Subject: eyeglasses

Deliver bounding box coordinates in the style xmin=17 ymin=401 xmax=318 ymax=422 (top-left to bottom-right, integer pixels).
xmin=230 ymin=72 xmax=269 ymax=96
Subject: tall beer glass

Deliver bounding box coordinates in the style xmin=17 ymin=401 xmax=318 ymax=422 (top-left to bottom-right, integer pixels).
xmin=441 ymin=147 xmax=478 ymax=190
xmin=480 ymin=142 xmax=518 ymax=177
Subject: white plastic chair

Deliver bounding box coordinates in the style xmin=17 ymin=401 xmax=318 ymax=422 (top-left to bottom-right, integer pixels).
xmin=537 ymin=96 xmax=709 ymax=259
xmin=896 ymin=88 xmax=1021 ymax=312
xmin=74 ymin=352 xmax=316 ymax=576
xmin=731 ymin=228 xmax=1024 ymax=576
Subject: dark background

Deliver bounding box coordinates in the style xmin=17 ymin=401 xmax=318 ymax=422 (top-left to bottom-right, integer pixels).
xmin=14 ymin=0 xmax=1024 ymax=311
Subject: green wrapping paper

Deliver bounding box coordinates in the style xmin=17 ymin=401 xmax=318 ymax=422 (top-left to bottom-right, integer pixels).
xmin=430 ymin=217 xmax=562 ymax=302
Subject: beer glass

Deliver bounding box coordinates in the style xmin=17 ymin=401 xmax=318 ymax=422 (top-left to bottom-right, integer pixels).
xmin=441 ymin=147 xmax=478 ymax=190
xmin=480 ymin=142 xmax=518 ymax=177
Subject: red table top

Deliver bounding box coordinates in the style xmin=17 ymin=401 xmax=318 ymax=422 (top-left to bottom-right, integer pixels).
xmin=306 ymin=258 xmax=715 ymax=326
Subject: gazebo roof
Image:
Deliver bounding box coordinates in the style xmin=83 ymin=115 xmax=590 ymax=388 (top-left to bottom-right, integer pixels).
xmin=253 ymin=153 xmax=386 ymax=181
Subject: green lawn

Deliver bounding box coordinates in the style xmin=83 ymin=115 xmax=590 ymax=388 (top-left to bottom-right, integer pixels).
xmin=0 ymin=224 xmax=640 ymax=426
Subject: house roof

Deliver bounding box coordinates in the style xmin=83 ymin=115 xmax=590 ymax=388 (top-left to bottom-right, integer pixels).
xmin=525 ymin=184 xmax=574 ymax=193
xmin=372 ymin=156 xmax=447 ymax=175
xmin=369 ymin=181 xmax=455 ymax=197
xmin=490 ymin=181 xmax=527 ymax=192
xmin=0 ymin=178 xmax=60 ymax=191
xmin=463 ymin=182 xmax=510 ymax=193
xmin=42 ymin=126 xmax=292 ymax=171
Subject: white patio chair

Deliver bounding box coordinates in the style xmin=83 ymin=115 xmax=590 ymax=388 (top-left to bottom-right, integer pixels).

Exercise description - Rewrite the listing from the line containing "Subject: green lawn" through the line containing "xmin=0 ymin=224 xmax=640 ymax=426", both included, with the requests. In the answers, shift each bounding box coordinate by adding 129 to it.

Exercise answer -
Subject: green lawn

Deliver bounding box coordinates in the style xmin=83 ymin=115 xmax=590 ymax=388 (top-left to bottom-right, integer pixels).
xmin=129 ymin=353 xmax=769 ymax=555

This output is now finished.